Work required — Please copy every one of the records below word for word, keeping each line in its original order.

Material for this task —
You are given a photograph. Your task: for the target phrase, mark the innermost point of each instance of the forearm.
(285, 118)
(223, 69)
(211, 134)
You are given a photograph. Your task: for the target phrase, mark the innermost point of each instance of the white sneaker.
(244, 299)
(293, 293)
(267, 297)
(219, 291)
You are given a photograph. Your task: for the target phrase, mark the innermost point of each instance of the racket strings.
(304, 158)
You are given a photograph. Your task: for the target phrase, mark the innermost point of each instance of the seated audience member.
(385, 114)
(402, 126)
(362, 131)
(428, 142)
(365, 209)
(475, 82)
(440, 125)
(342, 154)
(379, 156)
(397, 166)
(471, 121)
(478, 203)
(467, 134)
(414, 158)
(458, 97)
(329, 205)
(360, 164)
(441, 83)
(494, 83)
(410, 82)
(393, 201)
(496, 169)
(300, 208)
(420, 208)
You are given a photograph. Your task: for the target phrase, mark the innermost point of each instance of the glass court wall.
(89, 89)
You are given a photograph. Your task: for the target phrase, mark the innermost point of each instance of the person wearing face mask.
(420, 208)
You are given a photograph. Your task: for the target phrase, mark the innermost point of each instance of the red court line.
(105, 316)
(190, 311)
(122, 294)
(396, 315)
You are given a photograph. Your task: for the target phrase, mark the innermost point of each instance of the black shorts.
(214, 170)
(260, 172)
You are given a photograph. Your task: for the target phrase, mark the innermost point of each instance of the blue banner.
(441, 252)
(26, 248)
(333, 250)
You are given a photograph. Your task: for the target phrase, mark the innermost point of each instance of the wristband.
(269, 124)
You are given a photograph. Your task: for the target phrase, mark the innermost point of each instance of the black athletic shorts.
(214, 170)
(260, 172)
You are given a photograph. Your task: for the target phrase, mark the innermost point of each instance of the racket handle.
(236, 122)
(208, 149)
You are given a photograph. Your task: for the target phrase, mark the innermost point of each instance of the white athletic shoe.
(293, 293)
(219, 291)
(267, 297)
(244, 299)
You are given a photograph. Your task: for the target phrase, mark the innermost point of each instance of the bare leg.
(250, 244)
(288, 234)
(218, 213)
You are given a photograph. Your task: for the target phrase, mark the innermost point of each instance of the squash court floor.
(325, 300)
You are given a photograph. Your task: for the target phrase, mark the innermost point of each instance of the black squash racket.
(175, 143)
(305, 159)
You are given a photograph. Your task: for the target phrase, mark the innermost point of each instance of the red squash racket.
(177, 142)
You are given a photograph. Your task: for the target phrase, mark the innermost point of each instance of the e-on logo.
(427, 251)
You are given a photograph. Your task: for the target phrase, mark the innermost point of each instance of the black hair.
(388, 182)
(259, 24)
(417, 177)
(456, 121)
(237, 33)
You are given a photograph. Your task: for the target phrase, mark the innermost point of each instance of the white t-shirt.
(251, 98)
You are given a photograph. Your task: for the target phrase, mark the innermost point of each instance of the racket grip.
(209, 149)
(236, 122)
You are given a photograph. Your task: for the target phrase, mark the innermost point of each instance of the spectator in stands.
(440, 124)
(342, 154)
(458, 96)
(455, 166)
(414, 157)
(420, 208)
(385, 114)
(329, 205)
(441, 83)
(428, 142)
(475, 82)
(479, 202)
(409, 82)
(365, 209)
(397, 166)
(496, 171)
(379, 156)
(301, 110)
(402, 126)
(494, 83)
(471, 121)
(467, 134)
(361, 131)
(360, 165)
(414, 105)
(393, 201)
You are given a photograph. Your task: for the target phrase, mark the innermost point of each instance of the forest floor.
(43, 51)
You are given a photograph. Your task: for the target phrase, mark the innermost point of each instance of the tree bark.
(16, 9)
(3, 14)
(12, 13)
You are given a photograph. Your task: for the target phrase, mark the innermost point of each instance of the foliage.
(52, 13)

Complete output —
You are given a photograph. Your task: for the target phrase, mark the innermost point of each instance of the forearm.
(285, 118)
(223, 69)
(211, 134)
You are given a photograph. Your task: for the target phrase, mark the innermost point of each instance of the white sneaker.
(244, 299)
(293, 293)
(267, 297)
(219, 291)
You are given a photograph. Your task: for the target phrase, mark the innermost point of each instance of the racket strings.
(304, 158)
You are given a photograph. Your task: for the target phrase, mark the innermost point of each instance of the seated audience member.
(385, 114)
(402, 126)
(362, 131)
(428, 142)
(365, 209)
(475, 82)
(440, 125)
(342, 154)
(379, 156)
(397, 166)
(471, 121)
(478, 203)
(467, 134)
(414, 158)
(458, 97)
(329, 205)
(360, 164)
(441, 83)
(494, 83)
(410, 82)
(393, 201)
(496, 169)
(300, 208)
(420, 208)
You are given a photograph. Your task: for the target phrase, mark the innermost point of each instance of the glass court wall.
(89, 89)
You are given a photograph. Your task: for the target phrase, mark the innermost point of each instance of the person wearing face mask.
(420, 208)
You are given a photograph. Your task: for the target phrase, mark the innermost point of each instance of the red court line.
(105, 316)
(190, 311)
(122, 294)
(396, 315)
You are given a photograph. Your task: for the target phrase, mark the innermost point of each instance of the black shorts.
(214, 170)
(260, 172)
You are given a photograph. Your task: for the target phrase, mark the innermost point of each instance of the blue banner.
(441, 252)
(26, 248)
(333, 250)
You are given a photograph. Your task: for the target phrase, mark the innermost point of each instance of the wristband.
(269, 124)
You are given a photograph. Your task: for the target phrase, mark the innermost point of each instance of the black athletic shorts.
(214, 170)
(260, 172)
You are given a photograph. Your task: for the target phrase, mark the innermost point of each instance of the racket handle.
(236, 122)
(208, 149)
You are given a photograph. Your task: for the target phrase, mark the innermost point of each instance of the white athletic shoe.
(293, 293)
(219, 291)
(267, 297)
(244, 299)
You are given a photograph. Your task: for the target phrase, mark the innermost point of each instance of the bare leg.
(250, 244)
(288, 234)
(218, 213)
You are given a photograph. Your task: for the target phrase, mark the innermost point of each instance of the squash court floor.
(325, 300)
You are given a photograph. Your task: for the target phrase, mark the innermost point of each instance of the black squash racket.
(175, 143)
(305, 159)
You are given a photograph. Your task: for the target phrase, mark the innermost point of each instance of the red squash racket.
(177, 142)
You are given a photograph. Your task: for the target phrase, mark the innermost point of each instance of the e-on logo.
(427, 251)
You are given a photograph. Your task: for the target phrase, mark the innermost point of each instance of the black hair.
(388, 182)
(259, 24)
(417, 177)
(456, 121)
(237, 33)
You are given a photograph. Your task: for the target phrase, mark the innermost point of each instance of the white t-shirt.
(251, 98)
You are given a photograph. Your task: for the target phrase, mark the innermost point of each instance of the racket grip.
(209, 149)
(236, 122)
You are given a photograph. Your task: for the target phrase, mark the innermost point of each instance of the spectator in stands.
(440, 124)
(342, 154)
(458, 96)
(455, 166)
(414, 157)
(420, 208)
(385, 114)
(329, 205)
(441, 83)
(428, 142)
(475, 82)
(479, 202)
(409, 82)
(365, 209)
(397, 166)
(496, 171)
(379, 156)
(301, 110)
(402, 126)
(494, 83)
(471, 121)
(467, 134)
(361, 131)
(360, 165)
(414, 105)
(393, 201)
You are given a photograph. Your task: for the target phrase, mark the innermost point of each instance of the forest floor.
(43, 51)
You are given a photograph. Your task: for the target phrase, mark the innermost point of each instance of the tree bark.
(16, 9)
(3, 14)
(12, 13)
You are given a photograph. Your task: for the target phrase, mark the innermost point of each instance of the foliage.
(52, 13)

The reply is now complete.